[Work to be completed]
The records that appear below are to be restated word for word.

Natural language region descriptions:

⟨

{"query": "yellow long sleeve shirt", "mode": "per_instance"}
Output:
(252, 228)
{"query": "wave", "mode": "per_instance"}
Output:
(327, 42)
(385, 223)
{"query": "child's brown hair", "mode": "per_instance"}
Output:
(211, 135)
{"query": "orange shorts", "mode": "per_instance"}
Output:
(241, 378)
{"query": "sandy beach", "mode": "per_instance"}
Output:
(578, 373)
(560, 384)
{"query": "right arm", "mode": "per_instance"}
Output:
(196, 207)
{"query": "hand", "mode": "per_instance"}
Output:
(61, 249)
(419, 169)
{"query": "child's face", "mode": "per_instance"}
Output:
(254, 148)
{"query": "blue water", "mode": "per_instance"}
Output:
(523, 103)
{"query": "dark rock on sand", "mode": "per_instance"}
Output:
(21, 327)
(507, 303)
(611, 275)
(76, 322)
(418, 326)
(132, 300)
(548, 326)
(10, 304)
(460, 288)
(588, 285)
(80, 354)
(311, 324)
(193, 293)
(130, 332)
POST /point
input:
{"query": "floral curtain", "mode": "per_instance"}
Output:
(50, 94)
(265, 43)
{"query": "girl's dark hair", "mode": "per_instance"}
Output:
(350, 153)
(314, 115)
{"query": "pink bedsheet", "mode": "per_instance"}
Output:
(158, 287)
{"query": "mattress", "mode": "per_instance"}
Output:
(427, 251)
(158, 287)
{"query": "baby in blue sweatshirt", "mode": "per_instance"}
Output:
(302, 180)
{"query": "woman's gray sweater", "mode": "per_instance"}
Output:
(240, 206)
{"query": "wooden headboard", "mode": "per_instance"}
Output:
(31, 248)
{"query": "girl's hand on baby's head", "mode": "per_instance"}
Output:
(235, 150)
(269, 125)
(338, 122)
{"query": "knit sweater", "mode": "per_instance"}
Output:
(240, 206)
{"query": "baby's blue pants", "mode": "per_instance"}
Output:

⟩

[Result of this exercise]
{"query": "yellow long sleeve shirt", "mode": "per_instance"}
Output:
(252, 228)
{"query": "wave", "mode": "per_instance"}
Output:
(327, 42)
(385, 223)
{"query": "child's brown hair", "mode": "per_instance"}
Output:
(211, 135)
{"query": "orange shorts", "mode": "per_instance"}
Output:
(241, 378)
{"query": "sandy beach", "mode": "per_instance"}
Output:
(578, 373)
(560, 384)
{"query": "right arm", "mode": "per_instance"}
Output:
(196, 207)
{"query": "hand", "mode": "per_instance"}
Output:
(61, 249)
(419, 169)
{"query": "child's face", "mode": "per_instance"}
Output:
(254, 148)
{"query": "blue water", "mode": "per_instance"}
Output:
(523, 103)
{"query": "dark rock on sand", "mode": "per_instance"}
Output:
(21, 327)
(507, 303)
(611, 275)
(76, 322)
(418, 326)
(132, 300)
(548, 326)
(10, 304)
(460, 288)
(588, 285)
(80, 354)
(311, 324)
(193, 293)
(130, 332)
POST /point
input:
{"query": "floral curtain", "mode": "per_instance"}
Output:
(50, 94)
(265, 43)
{"query": "girl's dark hair", "mode": "per_instance"}
Output:
(350, 153)
(314, 115)
{"query": "pink bedsheet", "mode": "per_instance"}
Output:
(158, 287)
{"query": "mattress", "mode": "per_instance"}
Output:
(427, 251)
(158, 287)
{"query": "baby in blue sweatshirt", "mode": "per_instance"}
Output:
(302, 180)
{"query": "woman's gray sweater", "mode": "per_instance"}
Output:
(240, 206)
{"query": "wooden headboard", "mode": "per_instance"}
Output:
(31, 248)
{"query": "girl's hand on baby's head", "mode": "per_instance"}
Output:
(235, 150)
(269, 125)
(338, 122)
{"query": "knit sweater", "mode": "per_instance"}
Output:
(240, 206)
{"query": "baby's blue pants", "mode": "per_instance"}
Output:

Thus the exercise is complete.